• Fragmento proporcionado
------------------------------
Pero no hay que descargar toda la culpa sobre el público... los músicos (al menos los que no ganamos mucho dinero) tenemos la curiosa costumbre de responsabilizar al público, esa bestia de mil ojos, de todas nuestras desgracias. ¿No sería razonable pensar que nosotros también tenemos nuestra parte de culpa? Sí, nosotros y nuestro ego, que presupone que cuando tocamos en directo lo que el público debería hacer sería escuchar en silencio, abrir de par en par su alma a nuestro ARTE (sí, esa palabreja), concedernos en todo momento la atención que merecemos. A lo mejor lo que quiere hacer esa gente no es más que pasar un rato agradable, olvidarse por unos momentos de una vida laboral o familiar que se ha convertido en una losa; y ahí estamos nosotros los músicos, vomitando nuestro “elevado y necesario” mensaje y aspirando a usurpar ilegítimamente un espacio en sus pobres, castigadas y sobresaturadas mentes. Así que yo entiendo perfectamente que la gente “normal” prefiera ir una tarde de sábado a un café a charlar con sus amigos a encerrarse en un local de música en vivo, donde hay sobre el escenario una banda (palabra, fijaos, aplicable a gángsters o a músicos) ocupando un espacio físico y sonoro petulantemente protagónico en el entorno. Si los músicos nos limitáramos a tocar música... pero no, además queremos que nos admiren, que nos envidien, que nos deseen. Y nuestro output sonoro está patológicamente condicionado por estos pruritos de insatisfacción.
------------------------------
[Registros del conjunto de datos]
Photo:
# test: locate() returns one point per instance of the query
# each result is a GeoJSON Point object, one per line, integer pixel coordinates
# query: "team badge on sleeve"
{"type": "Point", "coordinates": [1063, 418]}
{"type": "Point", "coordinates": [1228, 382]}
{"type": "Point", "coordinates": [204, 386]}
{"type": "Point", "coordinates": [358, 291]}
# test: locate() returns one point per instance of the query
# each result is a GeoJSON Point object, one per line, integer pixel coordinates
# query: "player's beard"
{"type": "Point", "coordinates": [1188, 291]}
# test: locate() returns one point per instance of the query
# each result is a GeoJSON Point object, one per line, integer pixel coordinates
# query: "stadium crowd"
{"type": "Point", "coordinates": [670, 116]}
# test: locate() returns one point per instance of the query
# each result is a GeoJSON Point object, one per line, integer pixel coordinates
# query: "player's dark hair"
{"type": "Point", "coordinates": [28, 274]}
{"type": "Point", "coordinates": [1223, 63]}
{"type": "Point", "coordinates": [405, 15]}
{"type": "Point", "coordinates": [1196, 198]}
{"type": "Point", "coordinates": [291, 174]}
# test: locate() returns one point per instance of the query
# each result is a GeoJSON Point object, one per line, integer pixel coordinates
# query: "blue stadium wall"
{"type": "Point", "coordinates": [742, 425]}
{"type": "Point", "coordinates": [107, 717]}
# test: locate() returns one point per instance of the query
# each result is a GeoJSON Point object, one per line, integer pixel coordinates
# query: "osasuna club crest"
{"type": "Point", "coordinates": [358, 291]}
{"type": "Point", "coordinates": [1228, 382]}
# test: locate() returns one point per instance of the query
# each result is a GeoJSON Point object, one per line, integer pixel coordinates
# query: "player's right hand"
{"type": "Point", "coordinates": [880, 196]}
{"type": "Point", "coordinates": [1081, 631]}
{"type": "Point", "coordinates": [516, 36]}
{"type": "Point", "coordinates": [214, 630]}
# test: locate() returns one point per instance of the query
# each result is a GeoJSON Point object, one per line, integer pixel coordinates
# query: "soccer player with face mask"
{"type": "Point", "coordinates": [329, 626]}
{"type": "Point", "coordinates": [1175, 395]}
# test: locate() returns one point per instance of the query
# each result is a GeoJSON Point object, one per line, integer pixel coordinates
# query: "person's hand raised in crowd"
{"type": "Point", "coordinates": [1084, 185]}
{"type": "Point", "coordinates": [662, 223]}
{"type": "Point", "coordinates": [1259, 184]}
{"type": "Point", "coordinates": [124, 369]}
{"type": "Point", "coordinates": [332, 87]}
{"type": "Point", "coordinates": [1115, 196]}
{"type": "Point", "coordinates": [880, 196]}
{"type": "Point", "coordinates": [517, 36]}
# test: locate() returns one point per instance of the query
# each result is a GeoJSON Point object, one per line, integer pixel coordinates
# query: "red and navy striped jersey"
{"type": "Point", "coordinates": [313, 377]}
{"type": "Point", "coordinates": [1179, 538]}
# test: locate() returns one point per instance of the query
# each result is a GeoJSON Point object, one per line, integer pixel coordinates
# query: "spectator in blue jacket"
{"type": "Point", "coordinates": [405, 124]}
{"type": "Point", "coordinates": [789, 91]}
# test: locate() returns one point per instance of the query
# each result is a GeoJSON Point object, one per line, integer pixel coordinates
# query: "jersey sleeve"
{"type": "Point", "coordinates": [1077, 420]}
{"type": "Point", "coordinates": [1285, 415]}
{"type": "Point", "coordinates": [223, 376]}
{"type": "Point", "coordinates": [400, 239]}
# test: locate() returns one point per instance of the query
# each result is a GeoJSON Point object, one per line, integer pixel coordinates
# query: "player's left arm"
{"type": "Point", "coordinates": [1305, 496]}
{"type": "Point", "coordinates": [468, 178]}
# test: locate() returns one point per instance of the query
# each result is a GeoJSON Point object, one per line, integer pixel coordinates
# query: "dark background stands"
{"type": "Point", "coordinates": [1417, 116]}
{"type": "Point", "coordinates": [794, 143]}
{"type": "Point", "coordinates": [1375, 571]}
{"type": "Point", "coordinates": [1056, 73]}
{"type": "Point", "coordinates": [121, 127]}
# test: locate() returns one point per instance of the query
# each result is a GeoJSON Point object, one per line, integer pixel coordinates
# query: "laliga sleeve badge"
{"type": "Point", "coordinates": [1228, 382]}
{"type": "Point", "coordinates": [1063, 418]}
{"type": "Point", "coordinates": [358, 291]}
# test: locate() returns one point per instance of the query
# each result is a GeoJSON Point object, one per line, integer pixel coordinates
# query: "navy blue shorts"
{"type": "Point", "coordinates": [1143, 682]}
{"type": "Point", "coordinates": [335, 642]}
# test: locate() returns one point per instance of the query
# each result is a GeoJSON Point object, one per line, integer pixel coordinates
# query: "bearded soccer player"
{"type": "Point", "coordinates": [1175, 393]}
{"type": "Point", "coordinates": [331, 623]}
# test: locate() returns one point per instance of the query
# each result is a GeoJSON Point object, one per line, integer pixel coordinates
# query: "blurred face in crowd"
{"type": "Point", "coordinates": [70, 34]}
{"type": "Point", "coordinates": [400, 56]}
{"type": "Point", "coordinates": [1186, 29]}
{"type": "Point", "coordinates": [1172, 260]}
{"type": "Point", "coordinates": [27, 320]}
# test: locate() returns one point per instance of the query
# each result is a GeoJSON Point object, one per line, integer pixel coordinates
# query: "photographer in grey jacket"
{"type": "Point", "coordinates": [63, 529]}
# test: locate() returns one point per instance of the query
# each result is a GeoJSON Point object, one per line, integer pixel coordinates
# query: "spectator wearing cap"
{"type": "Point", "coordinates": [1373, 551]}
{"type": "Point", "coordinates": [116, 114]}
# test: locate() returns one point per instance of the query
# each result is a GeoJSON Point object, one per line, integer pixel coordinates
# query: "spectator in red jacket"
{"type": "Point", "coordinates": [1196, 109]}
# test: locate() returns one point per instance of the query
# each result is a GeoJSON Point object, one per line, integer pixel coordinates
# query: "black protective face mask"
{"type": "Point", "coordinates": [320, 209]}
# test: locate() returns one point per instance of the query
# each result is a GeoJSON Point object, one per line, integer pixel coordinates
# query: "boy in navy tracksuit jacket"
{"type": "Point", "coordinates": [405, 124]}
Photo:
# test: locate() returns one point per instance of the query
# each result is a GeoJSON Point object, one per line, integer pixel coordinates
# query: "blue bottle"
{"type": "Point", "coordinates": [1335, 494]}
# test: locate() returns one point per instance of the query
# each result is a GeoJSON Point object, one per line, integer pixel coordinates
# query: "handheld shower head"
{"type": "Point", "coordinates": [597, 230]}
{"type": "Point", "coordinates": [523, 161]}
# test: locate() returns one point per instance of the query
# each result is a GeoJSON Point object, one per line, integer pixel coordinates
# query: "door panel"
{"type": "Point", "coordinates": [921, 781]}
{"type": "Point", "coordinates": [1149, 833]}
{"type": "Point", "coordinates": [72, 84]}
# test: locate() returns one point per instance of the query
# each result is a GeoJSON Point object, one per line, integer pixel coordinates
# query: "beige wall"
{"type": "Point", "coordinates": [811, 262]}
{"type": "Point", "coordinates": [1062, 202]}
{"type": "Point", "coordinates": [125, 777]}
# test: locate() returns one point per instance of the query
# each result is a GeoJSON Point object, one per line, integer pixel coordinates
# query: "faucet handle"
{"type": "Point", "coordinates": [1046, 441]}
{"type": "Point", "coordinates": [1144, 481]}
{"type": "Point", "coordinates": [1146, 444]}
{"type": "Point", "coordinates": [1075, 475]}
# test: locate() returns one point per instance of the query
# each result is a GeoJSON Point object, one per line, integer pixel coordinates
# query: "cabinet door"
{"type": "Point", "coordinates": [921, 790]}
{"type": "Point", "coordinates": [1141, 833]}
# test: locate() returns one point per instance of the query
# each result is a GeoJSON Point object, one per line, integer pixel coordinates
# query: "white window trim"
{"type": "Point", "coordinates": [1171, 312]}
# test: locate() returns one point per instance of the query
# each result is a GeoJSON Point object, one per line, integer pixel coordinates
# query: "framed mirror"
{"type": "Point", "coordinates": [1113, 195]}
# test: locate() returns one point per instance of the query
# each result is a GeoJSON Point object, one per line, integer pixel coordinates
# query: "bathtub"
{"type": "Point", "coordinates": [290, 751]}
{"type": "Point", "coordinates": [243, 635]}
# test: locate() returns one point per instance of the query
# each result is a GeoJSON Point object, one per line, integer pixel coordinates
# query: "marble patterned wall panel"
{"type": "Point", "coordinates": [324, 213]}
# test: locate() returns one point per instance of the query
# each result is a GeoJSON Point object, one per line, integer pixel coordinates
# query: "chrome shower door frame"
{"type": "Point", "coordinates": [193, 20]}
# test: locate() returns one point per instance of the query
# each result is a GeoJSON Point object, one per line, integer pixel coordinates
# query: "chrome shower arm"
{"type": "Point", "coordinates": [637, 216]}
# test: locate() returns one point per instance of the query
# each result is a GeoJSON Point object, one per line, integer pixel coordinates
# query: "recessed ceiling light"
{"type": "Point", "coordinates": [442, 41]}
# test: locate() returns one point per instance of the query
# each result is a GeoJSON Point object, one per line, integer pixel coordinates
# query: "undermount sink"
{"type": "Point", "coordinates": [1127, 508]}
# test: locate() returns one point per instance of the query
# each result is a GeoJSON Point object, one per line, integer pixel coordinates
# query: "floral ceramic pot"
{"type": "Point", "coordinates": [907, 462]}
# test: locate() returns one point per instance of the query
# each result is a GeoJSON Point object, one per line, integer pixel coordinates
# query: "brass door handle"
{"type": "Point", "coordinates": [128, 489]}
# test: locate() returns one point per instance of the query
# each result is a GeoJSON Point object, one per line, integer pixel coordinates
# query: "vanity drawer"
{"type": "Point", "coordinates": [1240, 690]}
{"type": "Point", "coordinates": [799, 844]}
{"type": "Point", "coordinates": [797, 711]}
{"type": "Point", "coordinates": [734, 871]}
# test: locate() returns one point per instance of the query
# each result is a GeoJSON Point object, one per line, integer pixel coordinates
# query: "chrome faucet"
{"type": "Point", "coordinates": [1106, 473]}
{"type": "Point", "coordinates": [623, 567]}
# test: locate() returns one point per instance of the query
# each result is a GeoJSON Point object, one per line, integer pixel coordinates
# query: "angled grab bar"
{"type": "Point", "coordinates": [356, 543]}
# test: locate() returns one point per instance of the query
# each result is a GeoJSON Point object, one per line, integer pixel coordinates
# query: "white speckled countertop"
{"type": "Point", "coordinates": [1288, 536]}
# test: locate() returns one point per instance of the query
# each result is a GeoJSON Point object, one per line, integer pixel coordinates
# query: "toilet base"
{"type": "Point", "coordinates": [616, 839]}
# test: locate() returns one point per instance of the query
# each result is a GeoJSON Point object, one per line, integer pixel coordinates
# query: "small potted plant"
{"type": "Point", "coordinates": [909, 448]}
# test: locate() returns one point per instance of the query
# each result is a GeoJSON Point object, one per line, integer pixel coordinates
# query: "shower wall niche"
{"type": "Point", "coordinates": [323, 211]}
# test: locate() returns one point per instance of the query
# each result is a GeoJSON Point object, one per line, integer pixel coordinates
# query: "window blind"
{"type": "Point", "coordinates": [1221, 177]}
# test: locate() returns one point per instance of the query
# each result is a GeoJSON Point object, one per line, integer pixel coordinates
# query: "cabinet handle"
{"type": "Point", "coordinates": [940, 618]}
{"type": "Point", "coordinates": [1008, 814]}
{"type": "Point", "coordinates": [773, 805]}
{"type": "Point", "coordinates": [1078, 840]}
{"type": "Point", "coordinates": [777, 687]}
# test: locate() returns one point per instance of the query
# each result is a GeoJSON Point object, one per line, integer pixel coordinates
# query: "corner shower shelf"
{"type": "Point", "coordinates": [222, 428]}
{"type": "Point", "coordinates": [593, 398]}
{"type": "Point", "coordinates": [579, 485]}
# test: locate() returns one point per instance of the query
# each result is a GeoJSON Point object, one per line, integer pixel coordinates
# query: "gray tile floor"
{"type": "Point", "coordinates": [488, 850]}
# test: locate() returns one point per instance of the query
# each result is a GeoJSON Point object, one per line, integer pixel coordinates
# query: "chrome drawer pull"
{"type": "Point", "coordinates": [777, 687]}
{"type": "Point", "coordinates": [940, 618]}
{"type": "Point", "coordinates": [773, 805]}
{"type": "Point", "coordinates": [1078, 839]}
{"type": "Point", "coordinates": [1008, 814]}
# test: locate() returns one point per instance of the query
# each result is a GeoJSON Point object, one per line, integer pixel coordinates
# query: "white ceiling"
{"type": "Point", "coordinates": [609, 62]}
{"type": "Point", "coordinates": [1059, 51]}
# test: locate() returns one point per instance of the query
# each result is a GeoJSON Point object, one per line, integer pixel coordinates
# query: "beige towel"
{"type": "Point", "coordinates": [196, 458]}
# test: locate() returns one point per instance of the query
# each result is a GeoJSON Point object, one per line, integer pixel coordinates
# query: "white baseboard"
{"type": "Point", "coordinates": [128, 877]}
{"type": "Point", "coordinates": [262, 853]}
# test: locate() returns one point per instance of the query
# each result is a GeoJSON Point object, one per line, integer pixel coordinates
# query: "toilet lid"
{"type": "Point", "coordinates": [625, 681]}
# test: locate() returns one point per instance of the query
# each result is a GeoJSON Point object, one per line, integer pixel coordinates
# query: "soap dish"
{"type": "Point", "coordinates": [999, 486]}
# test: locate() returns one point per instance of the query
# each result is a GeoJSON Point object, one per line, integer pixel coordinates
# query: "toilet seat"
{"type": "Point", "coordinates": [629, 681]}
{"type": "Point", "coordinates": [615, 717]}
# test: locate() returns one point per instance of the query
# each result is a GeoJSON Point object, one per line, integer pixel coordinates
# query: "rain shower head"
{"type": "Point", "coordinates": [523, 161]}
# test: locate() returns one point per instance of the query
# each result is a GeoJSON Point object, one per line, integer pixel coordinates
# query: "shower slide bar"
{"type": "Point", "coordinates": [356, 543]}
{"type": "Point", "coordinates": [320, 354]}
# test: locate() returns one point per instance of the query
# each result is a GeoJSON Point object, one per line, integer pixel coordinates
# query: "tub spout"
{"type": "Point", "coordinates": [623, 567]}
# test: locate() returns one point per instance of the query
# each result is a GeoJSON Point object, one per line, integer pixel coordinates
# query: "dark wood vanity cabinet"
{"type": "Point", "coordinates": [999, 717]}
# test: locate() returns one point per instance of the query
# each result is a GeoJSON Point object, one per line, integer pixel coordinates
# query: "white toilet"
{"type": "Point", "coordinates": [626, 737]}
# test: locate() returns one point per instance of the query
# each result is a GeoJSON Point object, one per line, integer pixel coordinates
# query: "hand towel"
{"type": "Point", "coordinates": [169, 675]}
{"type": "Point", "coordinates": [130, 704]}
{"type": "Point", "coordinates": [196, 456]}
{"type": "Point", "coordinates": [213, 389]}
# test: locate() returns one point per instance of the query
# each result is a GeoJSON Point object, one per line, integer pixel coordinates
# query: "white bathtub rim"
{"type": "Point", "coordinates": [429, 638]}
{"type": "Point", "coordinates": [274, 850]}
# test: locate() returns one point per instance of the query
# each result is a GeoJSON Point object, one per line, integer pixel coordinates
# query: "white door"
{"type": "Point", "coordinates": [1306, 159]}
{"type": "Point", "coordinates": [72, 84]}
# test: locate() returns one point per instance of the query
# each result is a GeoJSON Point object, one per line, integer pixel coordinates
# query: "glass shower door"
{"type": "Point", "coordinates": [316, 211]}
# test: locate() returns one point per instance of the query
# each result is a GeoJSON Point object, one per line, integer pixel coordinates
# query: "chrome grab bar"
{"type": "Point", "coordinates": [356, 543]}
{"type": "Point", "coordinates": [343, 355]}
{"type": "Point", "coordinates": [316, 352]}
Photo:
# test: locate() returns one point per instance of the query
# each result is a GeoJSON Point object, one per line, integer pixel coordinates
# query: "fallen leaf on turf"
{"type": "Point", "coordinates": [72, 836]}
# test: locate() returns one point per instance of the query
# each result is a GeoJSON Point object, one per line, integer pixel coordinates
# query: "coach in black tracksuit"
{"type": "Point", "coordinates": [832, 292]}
------------------------------
• Problema a resolver
Traduce al inglés esta oración del fragmento sobre los músicos y su público: «¿No sería razonable pensar que nosotros también tenemos nuestra parte de culpa?»

• Respuesta al ejercicio
Wouldn't it be reasonable to think that we, too, bear our share of the blame?